The exercise:
Find every line in the records below that contains the word "light", and copy each of those lines.

◇ ◇ ◇ ◇ ◇

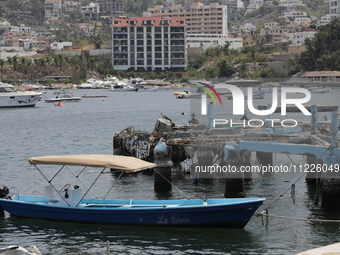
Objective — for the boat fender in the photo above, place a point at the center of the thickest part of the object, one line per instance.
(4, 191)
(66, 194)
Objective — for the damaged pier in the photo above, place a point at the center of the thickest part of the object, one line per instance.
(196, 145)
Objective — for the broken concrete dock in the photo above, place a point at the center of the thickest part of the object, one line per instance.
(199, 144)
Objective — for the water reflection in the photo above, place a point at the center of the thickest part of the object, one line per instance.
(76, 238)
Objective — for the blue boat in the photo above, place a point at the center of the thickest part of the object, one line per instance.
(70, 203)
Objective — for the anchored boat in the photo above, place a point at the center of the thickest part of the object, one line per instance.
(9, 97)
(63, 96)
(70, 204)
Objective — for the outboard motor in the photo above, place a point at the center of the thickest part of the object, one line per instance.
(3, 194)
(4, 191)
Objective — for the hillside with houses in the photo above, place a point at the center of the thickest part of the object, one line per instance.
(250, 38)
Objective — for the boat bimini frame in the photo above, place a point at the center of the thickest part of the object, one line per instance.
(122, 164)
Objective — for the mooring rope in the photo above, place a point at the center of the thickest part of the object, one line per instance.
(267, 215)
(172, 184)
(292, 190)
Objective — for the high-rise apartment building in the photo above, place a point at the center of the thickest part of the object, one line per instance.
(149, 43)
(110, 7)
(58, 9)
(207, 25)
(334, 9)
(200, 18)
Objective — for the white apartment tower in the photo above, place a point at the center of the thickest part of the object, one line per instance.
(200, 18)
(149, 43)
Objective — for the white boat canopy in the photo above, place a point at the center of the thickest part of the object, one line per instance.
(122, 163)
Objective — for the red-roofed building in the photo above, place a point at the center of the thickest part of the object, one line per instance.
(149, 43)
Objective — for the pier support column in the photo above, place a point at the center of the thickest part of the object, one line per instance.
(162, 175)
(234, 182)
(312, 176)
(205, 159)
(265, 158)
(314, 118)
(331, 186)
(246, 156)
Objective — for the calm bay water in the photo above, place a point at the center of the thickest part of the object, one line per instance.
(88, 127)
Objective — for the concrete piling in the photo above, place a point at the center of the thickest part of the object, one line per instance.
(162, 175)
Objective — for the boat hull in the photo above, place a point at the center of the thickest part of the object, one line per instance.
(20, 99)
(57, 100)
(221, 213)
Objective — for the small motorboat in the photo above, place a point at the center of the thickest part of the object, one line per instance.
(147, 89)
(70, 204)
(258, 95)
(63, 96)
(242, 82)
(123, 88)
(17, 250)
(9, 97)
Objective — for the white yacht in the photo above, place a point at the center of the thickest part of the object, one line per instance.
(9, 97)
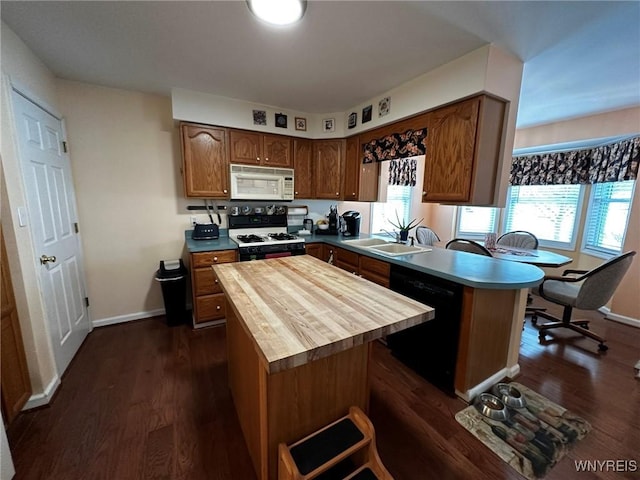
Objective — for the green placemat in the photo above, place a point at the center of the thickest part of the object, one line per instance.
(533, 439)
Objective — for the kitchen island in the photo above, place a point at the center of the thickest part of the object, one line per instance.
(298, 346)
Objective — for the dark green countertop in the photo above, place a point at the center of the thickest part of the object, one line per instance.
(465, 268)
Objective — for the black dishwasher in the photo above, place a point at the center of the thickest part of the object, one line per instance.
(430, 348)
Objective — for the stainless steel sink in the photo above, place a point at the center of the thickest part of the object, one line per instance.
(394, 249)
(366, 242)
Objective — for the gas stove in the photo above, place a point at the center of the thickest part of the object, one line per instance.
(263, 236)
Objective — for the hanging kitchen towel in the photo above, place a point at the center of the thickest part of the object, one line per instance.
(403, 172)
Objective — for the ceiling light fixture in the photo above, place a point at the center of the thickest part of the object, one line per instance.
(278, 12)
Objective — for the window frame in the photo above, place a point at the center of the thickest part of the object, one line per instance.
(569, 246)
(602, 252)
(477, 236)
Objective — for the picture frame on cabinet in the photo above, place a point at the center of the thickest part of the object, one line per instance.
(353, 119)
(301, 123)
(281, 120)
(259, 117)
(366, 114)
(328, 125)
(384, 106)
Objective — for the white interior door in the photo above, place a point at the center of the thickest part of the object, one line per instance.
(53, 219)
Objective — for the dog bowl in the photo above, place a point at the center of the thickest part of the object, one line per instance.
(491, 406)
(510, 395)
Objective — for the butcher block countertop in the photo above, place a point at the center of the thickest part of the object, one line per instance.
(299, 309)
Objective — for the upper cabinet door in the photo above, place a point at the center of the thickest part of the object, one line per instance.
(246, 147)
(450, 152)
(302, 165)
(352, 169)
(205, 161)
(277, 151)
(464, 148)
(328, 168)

◇ ◇ ◇ ◇ ◇

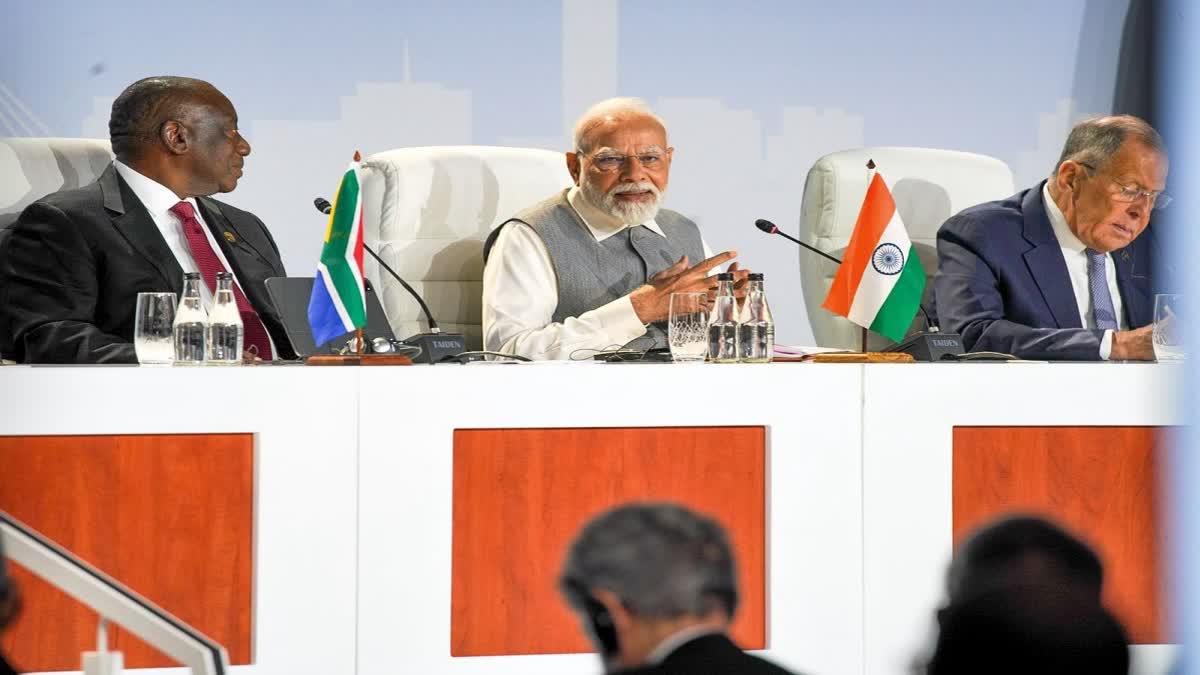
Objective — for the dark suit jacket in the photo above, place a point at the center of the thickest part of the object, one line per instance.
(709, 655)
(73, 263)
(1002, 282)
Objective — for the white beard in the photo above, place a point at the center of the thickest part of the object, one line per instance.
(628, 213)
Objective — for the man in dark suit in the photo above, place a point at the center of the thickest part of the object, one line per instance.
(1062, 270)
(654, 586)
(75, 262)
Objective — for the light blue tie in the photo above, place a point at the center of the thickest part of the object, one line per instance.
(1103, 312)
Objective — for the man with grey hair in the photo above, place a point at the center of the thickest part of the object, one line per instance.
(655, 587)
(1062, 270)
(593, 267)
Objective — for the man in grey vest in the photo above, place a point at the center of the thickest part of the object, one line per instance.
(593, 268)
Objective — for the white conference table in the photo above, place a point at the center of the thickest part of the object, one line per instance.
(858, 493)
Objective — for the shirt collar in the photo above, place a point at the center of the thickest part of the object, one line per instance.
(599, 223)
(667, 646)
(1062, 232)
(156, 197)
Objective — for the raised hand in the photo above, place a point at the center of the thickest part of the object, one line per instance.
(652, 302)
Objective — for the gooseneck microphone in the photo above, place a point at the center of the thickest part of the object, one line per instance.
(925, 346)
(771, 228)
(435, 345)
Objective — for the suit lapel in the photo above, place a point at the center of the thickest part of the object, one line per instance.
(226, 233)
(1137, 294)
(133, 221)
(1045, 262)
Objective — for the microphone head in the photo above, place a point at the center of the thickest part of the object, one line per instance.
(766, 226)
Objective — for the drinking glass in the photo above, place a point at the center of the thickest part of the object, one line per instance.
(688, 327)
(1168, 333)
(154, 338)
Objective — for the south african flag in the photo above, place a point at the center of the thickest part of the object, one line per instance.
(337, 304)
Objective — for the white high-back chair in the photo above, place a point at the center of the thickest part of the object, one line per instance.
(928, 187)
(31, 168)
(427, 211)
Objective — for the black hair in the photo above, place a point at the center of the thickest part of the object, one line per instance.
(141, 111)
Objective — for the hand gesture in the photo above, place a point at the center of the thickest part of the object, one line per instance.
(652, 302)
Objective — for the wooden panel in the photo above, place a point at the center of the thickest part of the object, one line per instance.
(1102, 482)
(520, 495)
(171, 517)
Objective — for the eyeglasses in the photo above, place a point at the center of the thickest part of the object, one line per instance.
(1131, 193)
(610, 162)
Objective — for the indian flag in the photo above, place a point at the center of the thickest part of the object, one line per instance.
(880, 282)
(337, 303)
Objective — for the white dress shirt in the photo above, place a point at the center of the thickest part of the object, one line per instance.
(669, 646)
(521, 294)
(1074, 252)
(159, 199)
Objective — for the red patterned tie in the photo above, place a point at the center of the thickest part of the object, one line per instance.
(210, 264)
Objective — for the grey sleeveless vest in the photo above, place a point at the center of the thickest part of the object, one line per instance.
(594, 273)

◇ ◇ ◇ ◇ ◇

Task output:
Objective — for the ceiling light fixture in the photo above, place a point at the center of the thickest part of the object, one line per instance.
Objective — for the light blue tie in the photo above, place a point at the center of the thickest part of the object, one line per instance.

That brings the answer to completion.